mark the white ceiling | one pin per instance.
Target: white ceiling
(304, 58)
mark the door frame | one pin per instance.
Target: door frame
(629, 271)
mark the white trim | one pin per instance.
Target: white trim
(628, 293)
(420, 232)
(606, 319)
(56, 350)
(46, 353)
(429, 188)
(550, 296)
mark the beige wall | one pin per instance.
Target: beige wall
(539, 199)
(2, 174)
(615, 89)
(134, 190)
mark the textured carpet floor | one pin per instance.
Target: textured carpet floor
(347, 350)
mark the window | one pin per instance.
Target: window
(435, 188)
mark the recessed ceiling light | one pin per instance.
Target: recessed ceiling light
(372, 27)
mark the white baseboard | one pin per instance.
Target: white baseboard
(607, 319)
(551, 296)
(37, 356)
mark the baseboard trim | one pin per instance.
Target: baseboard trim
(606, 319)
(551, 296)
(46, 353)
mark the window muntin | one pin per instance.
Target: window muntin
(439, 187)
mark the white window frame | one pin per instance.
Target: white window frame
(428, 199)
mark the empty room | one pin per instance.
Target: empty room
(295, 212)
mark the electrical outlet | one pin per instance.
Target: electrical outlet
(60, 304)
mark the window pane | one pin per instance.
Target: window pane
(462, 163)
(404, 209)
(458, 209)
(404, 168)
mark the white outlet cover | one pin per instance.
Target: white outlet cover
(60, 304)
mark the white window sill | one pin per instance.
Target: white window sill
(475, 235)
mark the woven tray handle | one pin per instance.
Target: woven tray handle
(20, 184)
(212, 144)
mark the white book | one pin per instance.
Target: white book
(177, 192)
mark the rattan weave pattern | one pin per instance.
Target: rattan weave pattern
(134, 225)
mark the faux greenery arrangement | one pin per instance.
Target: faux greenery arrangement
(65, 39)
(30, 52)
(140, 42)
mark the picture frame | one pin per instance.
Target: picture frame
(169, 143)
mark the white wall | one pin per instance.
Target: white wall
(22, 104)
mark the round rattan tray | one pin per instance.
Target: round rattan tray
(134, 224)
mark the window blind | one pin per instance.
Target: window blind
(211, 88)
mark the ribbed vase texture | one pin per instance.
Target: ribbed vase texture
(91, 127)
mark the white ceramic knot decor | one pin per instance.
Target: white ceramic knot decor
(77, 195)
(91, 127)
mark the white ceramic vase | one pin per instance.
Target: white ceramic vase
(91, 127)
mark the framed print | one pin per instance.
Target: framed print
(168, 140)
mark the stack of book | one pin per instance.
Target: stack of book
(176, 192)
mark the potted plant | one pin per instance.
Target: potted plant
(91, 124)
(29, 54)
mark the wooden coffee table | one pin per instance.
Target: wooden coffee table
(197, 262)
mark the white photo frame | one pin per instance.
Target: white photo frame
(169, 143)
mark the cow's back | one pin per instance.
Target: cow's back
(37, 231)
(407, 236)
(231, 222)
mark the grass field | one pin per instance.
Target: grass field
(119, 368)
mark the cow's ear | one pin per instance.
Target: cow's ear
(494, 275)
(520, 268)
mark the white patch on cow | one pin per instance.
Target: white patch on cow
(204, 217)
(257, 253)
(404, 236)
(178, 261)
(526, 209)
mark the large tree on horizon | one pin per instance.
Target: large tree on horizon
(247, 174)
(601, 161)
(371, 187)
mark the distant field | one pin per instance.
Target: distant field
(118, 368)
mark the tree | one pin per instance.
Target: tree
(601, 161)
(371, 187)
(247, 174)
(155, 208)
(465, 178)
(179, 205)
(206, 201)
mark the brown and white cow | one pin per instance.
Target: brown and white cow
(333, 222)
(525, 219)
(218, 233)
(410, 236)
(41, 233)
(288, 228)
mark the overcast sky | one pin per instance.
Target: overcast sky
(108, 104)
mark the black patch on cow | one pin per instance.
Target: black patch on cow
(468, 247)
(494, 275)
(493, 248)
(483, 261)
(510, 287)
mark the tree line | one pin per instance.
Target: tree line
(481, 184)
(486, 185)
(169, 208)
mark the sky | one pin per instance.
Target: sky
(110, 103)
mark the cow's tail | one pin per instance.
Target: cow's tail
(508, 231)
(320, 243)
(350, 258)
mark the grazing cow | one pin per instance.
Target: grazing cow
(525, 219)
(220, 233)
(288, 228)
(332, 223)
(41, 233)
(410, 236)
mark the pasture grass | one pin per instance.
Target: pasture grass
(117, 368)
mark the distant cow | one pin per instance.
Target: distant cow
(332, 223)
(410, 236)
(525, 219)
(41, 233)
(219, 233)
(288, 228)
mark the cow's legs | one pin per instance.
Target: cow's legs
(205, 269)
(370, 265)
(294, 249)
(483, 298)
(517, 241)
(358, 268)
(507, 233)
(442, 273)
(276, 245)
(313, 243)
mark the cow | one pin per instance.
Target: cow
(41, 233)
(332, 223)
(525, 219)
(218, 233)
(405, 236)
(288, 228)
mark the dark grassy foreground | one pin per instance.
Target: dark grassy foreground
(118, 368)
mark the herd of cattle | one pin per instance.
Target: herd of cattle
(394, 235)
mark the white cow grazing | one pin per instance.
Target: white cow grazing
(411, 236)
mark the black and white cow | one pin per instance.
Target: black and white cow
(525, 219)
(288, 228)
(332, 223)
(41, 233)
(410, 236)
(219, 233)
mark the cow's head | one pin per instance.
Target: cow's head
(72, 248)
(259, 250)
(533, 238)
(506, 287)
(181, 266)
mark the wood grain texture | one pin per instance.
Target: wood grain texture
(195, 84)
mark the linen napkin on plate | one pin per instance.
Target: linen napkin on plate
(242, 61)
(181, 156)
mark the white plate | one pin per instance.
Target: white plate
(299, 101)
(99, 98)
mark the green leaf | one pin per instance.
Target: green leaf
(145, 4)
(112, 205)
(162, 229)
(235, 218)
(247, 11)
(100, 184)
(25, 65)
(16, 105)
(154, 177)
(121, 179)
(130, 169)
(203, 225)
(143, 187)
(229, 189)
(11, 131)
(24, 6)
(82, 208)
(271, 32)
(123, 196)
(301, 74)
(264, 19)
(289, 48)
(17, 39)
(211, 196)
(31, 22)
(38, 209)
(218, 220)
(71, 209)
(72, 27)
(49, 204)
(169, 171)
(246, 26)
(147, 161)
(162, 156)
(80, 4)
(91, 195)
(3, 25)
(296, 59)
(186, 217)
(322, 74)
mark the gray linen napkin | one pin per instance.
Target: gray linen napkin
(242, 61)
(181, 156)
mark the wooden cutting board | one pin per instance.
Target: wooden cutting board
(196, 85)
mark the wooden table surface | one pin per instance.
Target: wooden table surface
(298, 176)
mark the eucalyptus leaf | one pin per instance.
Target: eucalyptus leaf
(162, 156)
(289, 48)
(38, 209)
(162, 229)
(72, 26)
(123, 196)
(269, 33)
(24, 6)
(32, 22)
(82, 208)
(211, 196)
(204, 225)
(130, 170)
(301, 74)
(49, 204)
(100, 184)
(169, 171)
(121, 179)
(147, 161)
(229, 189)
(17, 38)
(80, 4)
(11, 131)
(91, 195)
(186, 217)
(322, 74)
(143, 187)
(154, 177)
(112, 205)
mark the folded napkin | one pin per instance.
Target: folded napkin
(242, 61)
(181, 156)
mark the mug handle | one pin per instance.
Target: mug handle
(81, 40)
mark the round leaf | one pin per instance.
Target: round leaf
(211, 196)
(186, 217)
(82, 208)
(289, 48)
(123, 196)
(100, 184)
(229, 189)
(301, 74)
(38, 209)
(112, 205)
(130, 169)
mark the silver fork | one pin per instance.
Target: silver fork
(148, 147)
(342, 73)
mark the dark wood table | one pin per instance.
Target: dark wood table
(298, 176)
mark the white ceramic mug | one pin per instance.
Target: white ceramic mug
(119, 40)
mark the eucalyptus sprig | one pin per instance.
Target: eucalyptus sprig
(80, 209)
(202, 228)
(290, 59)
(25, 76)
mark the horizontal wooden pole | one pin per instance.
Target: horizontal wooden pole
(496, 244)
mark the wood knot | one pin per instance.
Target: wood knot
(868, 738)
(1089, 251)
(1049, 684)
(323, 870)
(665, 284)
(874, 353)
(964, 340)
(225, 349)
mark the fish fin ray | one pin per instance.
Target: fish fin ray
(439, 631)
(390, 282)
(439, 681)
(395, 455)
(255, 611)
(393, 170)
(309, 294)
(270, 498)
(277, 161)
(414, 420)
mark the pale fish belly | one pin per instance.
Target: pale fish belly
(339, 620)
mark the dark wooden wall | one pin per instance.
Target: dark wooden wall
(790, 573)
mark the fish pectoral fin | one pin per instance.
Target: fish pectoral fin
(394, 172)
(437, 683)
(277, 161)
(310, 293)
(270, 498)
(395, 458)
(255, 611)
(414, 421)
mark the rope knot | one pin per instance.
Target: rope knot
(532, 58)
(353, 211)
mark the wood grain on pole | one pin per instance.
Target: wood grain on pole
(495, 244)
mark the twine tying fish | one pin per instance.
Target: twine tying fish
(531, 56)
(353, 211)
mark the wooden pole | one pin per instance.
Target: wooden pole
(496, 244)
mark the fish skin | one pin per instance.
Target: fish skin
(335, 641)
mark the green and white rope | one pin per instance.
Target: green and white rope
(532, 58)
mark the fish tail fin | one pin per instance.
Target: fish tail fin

########

■ AIM OF THE EXERCISE ■
Retype the entries word for word, beginning at the line that contains "mark the fish pectoral" and continuing through the last line of the entries.

■ ANSWER FOR THIS EXERCISE ■
mark the fish pectoral fin | one pin per instance.
Target: fish pectoral fin
(394, 172)
(437, 683)
(277, 161)
(310, 293)
(270, 498)
(395, 458)
(255, 611)
(414, 421)
mark the rope knot | one pin per instance.
Target: rope knot
(532, 58)
(353, 211)
mark the wood grain on pole | one pin per instance.
Target: wood grain on pole
(495, 244)
mark the twine tying fish | one pin per instance.
Target: twine tying fish
(531, 56)
(353, 211)
mark the wooden pole | one pin per instance.
Target: wooden pole
(496, 244)
mark the fish skin | one pin per instance.
Target: fish skin
(335, 641)
mark the green and white rope | one pin per instance.
Target: green and white rope
(532, 58)
mark the fish tail fin | one pin per instance.
Target: fish tail fin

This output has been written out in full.